__EXTRACTED TEXT__.

Because ancient empires could not project their power very far, at any one time the inner rim tended to have four or five regional hegemons, jostling with each other but rarely extending their power into what Mackinder called Eurasia’s “outer rim,” facing toward the oceans, or its “heartland,” far from the seas. However, because Eurasia’s inner rim held 75 percent of the world’s population and 90 percent of its wealth, its imperial rivalries became the most significant issues in global geopolitics.

The planet’s balance of power began to change around 1000 B.C., when pastoral nomads on the steppes — the arid, treeless grasslands running from Manchuria to Hungary — first bred horses able to carry riders for long distances. These horsemen in the Eurasian heartland, far more mobile than the armies of the inner rim empires, were able to plunder almost at will and then gallop away before the imperial infantry could respond.

For the next 2,500 years, Eurasian history was dominated by a struggle between predators from the heartland — Scythians, Huns, Turks and Mongols, to name just a few — and the empires of the inner rim. China and Iran, which had relatively open frontiers along the steppes, were the regions most exposed to devastation, and their ruling dynasties were regularly overthrown by invaders. India and Europe, shielded by mountains and forests, generally suffered less.

__WORK TO DO__.
1. In the passage on Eurasian geopolitics, what share of the world's wealth did Eurasia's inner rim hold?
2. Quote the part of the passage on Eurasian geopolitics that opens with the words containing "The planet’s balance" and closes with "infantry could respond.".
Rely on nothing but the passage on Eurasian geopolitics.

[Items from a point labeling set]
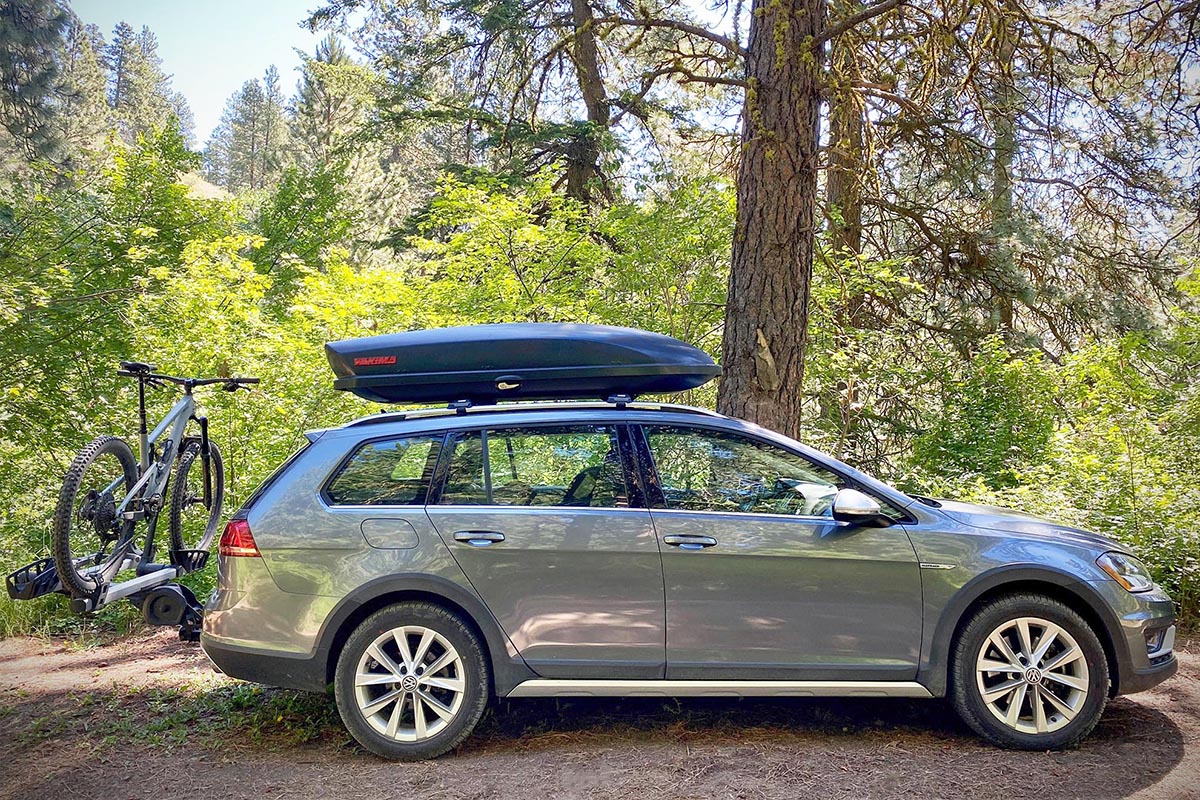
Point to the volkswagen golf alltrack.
(423, 563)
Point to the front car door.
(761, 582)
(543, 522)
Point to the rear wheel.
(87, 527)
(195, 512)
(411, 683)
(1030, 673)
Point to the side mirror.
(857, 509)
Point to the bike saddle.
(137, 367)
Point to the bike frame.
(153, 476)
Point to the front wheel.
(87, 525)
(411, 681)
(196, 498)
(1030, 673)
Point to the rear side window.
(394, 471)
(567, 467)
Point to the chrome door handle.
(687, 542)
(479, 537)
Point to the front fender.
(954, 612)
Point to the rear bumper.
(1139, 680)
(268, 667)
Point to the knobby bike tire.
(190, 459)
(73, 581)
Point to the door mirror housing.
(857, 509)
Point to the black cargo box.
(485, 364)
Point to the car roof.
(540, 409)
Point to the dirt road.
(147, 717)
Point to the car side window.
(563, 465)
(712, 470)
(395, 471)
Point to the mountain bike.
(107, 492)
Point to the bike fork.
(143, 434)
(205, 461)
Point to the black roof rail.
(457, 409)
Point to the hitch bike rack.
(161, 601)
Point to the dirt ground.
(147, 717)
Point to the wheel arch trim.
(1079, 594)
(507, 671)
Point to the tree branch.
(676, 25)
(853, 19)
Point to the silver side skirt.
(549, 687)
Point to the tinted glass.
(575, 467)
(709, 470)
(387, 473)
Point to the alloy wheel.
(409, 684)
(1032, 675)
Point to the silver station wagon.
(421, 563)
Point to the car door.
(761, 582)
(545, 525)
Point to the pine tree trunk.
(585, 151)
(1003, 121)
(767, 313)
(844, 194)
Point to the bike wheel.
(193, 519)
(87, 528)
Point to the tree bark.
(844, 194)
(767, 313)
(1003, 121)
(585, 151)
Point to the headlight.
(1126, 570)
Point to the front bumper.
(1144, 641)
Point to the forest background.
(952, 242)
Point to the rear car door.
(544, 522)
(761, 582)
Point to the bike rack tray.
(189, 560)
(114, 591)
(34, 581)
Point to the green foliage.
(996, 419)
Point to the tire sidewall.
(186, 462)
(475, 674)
(971, 705)
(64, 513)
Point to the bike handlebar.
(231, 384)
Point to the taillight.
(237, 540)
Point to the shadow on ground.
(145, 735)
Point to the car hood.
(1006, 519)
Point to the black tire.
(966, 678)
(474, 674)
(85, 528)
(191, 522)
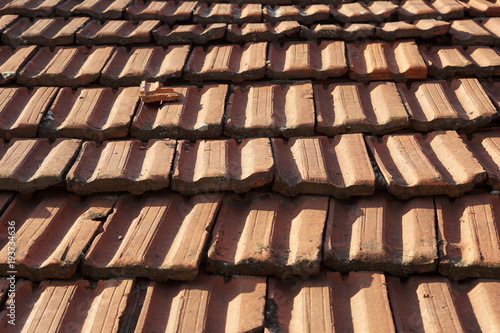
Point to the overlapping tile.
(125, 165)
(435, 105)
(227, 62)
(399, 61)
(130, 68)
(266, 234)
(413, 165)
(338, 167)
(298, 60)
(116, 32)
(21, 110)
(354, 107)
(158, 236)
(65, 66)
(90, 113)
(222, 165)
(329, 302)
(27, 165)
(269, 110)
(52, 232)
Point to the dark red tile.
(65, 66)
(126, 165)
(266, 234)
(269, 110)
(338, 167)
(90, 113)
(52, 232)
(354, 107)
(21, 110)
(222, 165)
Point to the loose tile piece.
(440, 163)
(269, 110)
(298, 60)
(21, 110)
(266, 234)
(354, 108)
(90, 113)
(196, 115)
(52, 231)
(27, 165)
(175, 233)
(126, 165)
(222, 165)
(338, 167)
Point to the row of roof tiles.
(358, 302)
(162, 235)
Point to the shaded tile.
(354, 107)
(126, 165)
(267, 234)
(413, 165)
(21, 110)
(65, 66)
(90, 113)
(269, 110)
(338, 167)
(222, 165)
(298, 60)
(52, 232)
(175, 232)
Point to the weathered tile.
(298, 60)
(222, 165)
(413, 165)
(267, 234)
(90, 113)
(269, 110)
(21, 110)
(52, 232)
(354, 107)
(338, 167)
(174, 233)
(125, 165)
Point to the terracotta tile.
(21, 110)
(27, 165)
(381, 61)
(11, 61)
(207, 305)
(269, 110)
(329, 302)
(198, 114)
(338, 167)
(52, 231)
(65, 66)
(298, 60)
(90, 113)
(440, 163)
(169, 12)
(187, 34)
(130, 68)
(375, 11)
(354, 107)
(127, 165)
(262, 32)
(267, 234)
(227, 62)
(307, 14)
(222, 165)
(97, 9)
(435, 105)
(116, 32)
(227, 13)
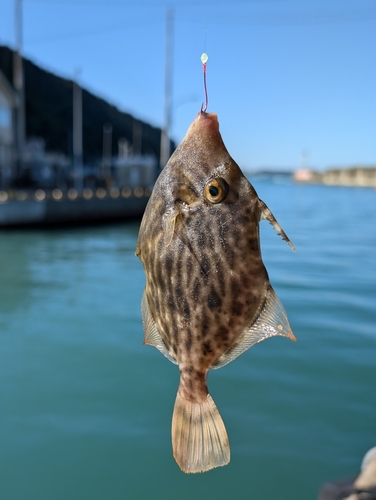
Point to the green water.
(85, 408)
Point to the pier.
(20, 208)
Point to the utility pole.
(18, 84)
(107, 151)
(165, 133)
(77, 133)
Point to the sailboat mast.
(165, 135)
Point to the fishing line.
(204, 60)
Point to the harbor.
(67, 156)
(51, 208)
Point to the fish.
(207, 296)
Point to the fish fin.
(199, 437)
(169, 226)
(152, 335)
(272, 321)
(266, 214)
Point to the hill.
(49, 113)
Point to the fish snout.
(207, 121)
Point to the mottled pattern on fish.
(206, 284)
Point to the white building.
(7, 134)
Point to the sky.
(293, 81)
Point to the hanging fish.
(207, 297)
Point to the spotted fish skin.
(207, 296)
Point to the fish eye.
(216, 190)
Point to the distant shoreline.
(351, 177)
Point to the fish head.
(202, 176)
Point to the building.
(7, 132)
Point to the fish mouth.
(208, 121)
(211, 117)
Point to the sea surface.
(85, 408)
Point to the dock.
(41, 207)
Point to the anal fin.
(272, 321)
(152, 335)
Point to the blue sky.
(285, 77)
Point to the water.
(85, 408)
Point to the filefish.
(207, 297)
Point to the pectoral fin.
(152, 335)
(266, 214)
(169, 221)
(271, 321)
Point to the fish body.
(207, 296)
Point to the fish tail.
(199, 437)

__ANSWERS PROVIDED__.
1. 90 percent

2.
The planet’s balance of power began to change around 1000 B.C., when pastoral nomads on the steppes — the arid, treeless grasslands running from Manchuria to Hungary — first bred horses able to carry riders for long distances. These horsemen in the Eurasian heartland, far more mobile than the armies of the inner rim empires, were able to plunder almost at will and then gallop away before the imperial infantry could respond.